#### Página
No dia 26 de junho de 1975, o último da sua vida na terra, o Padre levantou-se à hora acostumada. Ajudado pelo Pe. Javier Echevarría, celebrou a Missa de Nossa Senhora no oratório da Santíssima Trindade, às sete e cinquenta e três. Eu também celebrei a essa hora, na sacristia maior, porque naquela manhã o nosso Fundador desejava ir com o Pe. Javier e comigo a Castelgandolfo, para despedir-se das suas filhas de Villa delle Rose, já que estávamos em vésperas de sair de Roma. Sentia-se fisicamente bem, e nada fazia prever o que aconteceria pouco depois. (...)
Por volta das dez e meia, chegamos finalmente a Villa delle Rose. Esperavam na garagem algumas das suas filhas. O Padre leva-lhes, como sempre, uns presentes: nesse dia, um pato de cristal lavrado e um pacote de caramelos. O Padre costumava distribuir os presentes que recebia.
Comentou no corredor que eram as suas últimas horas em Roma antes do verão e que oficialmente já não estava para ninguém, a não ser para as suas filhas. Dirigiu-se ao oratório para cumprimentar o Senhor e ficou uns momentos ajoelhado diante do sacrário; beijou a cruz de madeira e encaminhou-se para a “sala dos leques”, onde teria lugar o encontro.
Ao entrar, dirigiu o olhar a um quadro de Nossa Senhora, uma pintura a óleo em que o Menino Jesus aparece esmeradamente penteado, bochechudo e corado, abraçado ao pescoço da Mãe, que lhe oferece uma rosa amarela. É um quadro que procede da família dos Escrivá e que se encontrava no quarto do Centro da rua de Diego de León onde morreu a mãe do nosso Fundador. A divina Providência quis que essa Virgem do Niño peiñadico (“a Virgem do Menino penteadinho”) recebesse também um dos últimos olhares do Padre.
As suas filhas responderam em voz sonora à sua saudação e disseram-lhe que estavam muito contentes por ter vindo. O Padre comentou-lhes sorrindo: “que boa voz tendes!”. Depois sentou-se numa cadeira, cedendo-me uma poltrona de braços que lhe tinham preparado. Repetiu que estava prestes a partir de Roma e acrescentou: “tinha muita vontade de vir. Estamos aproveitando estas últimas horas de permanência em Roma para acabar umas coisas pendentes; de modo que já não estou para os outros: só para vós”.

#### Tarefas do exercício
**A)** Traduza para o inglês a frase do relato da visita a Villa delle Rose: "O Padre costumava distribuir os presentes que recebia."
**B)** Estenda o relato da visita a Villa delle Rose, começando logo depois da última frase.

#### Conteúdo dos dados
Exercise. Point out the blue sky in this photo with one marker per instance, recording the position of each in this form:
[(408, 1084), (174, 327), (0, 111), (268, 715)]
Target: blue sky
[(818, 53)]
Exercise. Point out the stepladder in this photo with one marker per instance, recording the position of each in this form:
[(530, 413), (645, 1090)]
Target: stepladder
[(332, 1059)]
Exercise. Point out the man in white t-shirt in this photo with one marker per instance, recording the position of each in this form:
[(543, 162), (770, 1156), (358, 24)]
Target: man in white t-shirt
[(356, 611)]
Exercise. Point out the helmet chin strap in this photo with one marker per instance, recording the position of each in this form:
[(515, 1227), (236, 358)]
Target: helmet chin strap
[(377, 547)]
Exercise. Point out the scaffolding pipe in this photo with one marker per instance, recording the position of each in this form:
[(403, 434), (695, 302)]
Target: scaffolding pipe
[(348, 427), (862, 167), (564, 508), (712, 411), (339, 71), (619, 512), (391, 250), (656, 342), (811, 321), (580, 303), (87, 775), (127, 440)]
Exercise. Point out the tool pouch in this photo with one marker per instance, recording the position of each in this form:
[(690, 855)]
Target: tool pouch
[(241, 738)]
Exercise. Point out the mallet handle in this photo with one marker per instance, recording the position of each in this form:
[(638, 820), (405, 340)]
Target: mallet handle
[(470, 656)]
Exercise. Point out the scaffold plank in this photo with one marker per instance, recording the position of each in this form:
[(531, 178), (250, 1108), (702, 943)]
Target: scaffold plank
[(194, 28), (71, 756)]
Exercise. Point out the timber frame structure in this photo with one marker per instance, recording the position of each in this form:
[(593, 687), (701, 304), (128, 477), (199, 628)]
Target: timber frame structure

#### Lista de respostas
**A)** The Father used to give away the gifts he received.

**B)**
Depois falou de como todos os cristãos devem ter alma sacerdotal e deteve-se a falar do amor ao Papa e à Igreja. Referiu-se também aos três primeiros sacerdotes da Obra e aos cinquenta e quatro dos seus filhos que seriam ordenados alguns dias mais tarde: “ontem celebrastes o aniversário da ordenação dos três primeiros sacerdotes e estareis a pedir pelos cinquenta e quatro que agora vão ser ordenados. Cinquenta e quatro: parece muito, e neste momento – pensando no que se está a passar por aí – é uma coisa incrível. No entanto, são muito poucos: desaparecem rapidamente. Como vos digo sempre, esta água de Deus que é o sacerdócio, a terra da Obra bebe-a a correr. Desaparecem rapidamente”.
“Tendes alma de sacerdote, digo-vos como sempre faço quando venho aqui. Os vossos irmãos leigos têm também alma sacerdotal. Podeis e deveis ajudar com essa alma sacerdotal; e com a graça do Senhor e o sacerdócio ministerial em nós, sacerdotes da Obra, faremos um trabalho eficaz”.
Contaram-lhe alguns episódios apostólicos, e aproveitou a ocasião para as animar a serem fiéis nas pequenas coisas de cada dia e no cumprimento das práticas piedosas do Opus Dei: “Imagino que aproveitais bem o tempo, que descansais um pouco, que fazeis algum desporto e algumas excursões”.
“Imagino que, acima de tudo, me cumpris muito bem as Normas (isto é, as nossas práticas de piedade), e que de tudo descobris motivo para tratar a Deus e à sua Mãe bendita, nossa Mãe, e a São José, nosso Pai e Senhor, e aos nossos Anjos da Guarda, para ajudar esta Igreja Santa, nossa Mãe, que está tão necessitada, que está a passar tão mal no mundo, nestes momentos. Devemos amar muito a Igreja e o Papa, seja ele quem for. Pedi ao Senhor que o nosso serviço à sua Igreja e ao Santo Padre seja eficaz”.
Não deixou em nenhum momento de animar aquela conversa tão agradável e edificante. Uma das presentes falou-lhe dos frutos apostólicos de uma catequese realizada num país da América do Sul, e o Padre precisou: “Tem em conta que não era fruto vosso: era fruto da Paixão do Senhor, da dor do Senhor; dos trabalhos e das penas suportadas com tanto amor pela Mãe de Deus; da oração de todos os vossos irmãos; da santidade da Igreja. Na aparência, manifestava-se como fruto do vosso trabalho, mas não tenhais o orgulho de pensar que é assim.
A reunião foi breve: durou menos de vinte minutos, porque o Padre começou a sentir-se cansado. Antes de terminar, renovou o ato de amor à Igreja e ao Papa que pronunciara em tantas ocasiões. Poucos minutos depois, sentiu-se pior. O Pe. Javier e eu acompanhamo-lo ao quarto do sacerdote, onde descansou uns momentos.

Nós, como também as diretoras do Centro, insistíamos em que descansasse um pouco mais. O Padre negou-se, talvez para recordar-nos mais uma vez que os sacerdotes do Opus Dei só permanecem nos Centros femininos o tempo indispensável para cumprirem o seu ministério sacerdotal.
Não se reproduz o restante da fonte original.